> [Exercise details] Express the listing below, from the line containing "Could you point at the blue headgear" through the end of the listing, as a two-column CSV with the headers text and answer. Give each text with the point after it as one row, put each value in one quoted field with line breaks changed to spaces, and leave out the pictures.

━━━━━━━━━━

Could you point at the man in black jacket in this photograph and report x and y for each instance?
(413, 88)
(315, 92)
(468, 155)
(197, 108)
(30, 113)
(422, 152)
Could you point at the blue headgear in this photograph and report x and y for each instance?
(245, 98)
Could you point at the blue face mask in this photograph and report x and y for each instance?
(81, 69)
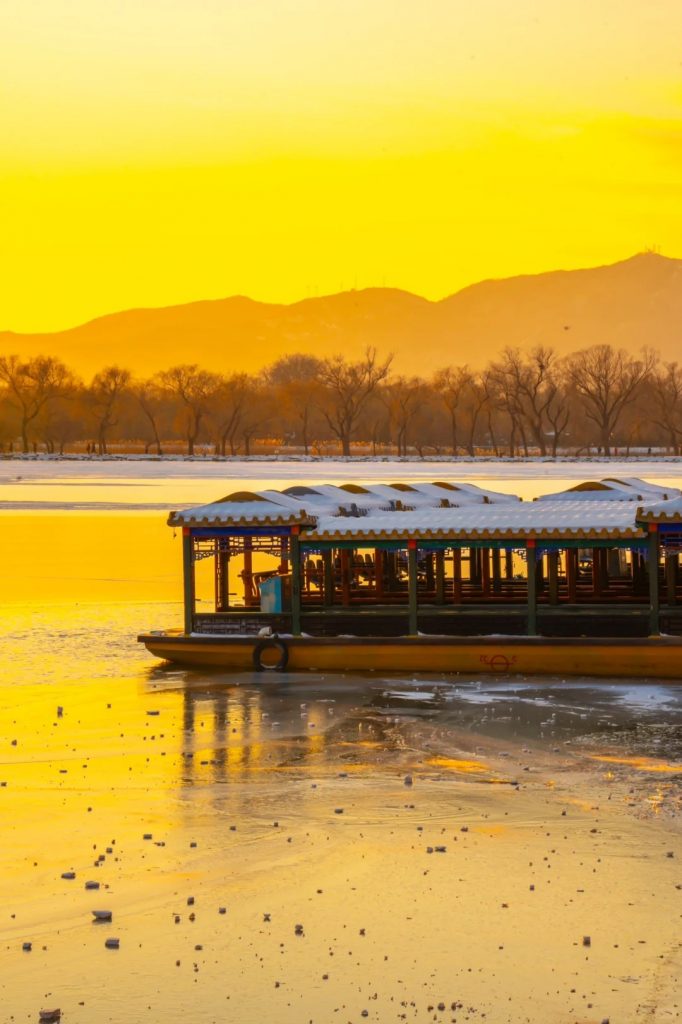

━━━━━━━━━━

> [Solution]
text,answer
"Could you point at the blue headgear in this photograph and report x and y for each instance?","(245, 98)"
"Could you point at the blue face mask in this photograph and report x and y for each instance?","(81, 69)"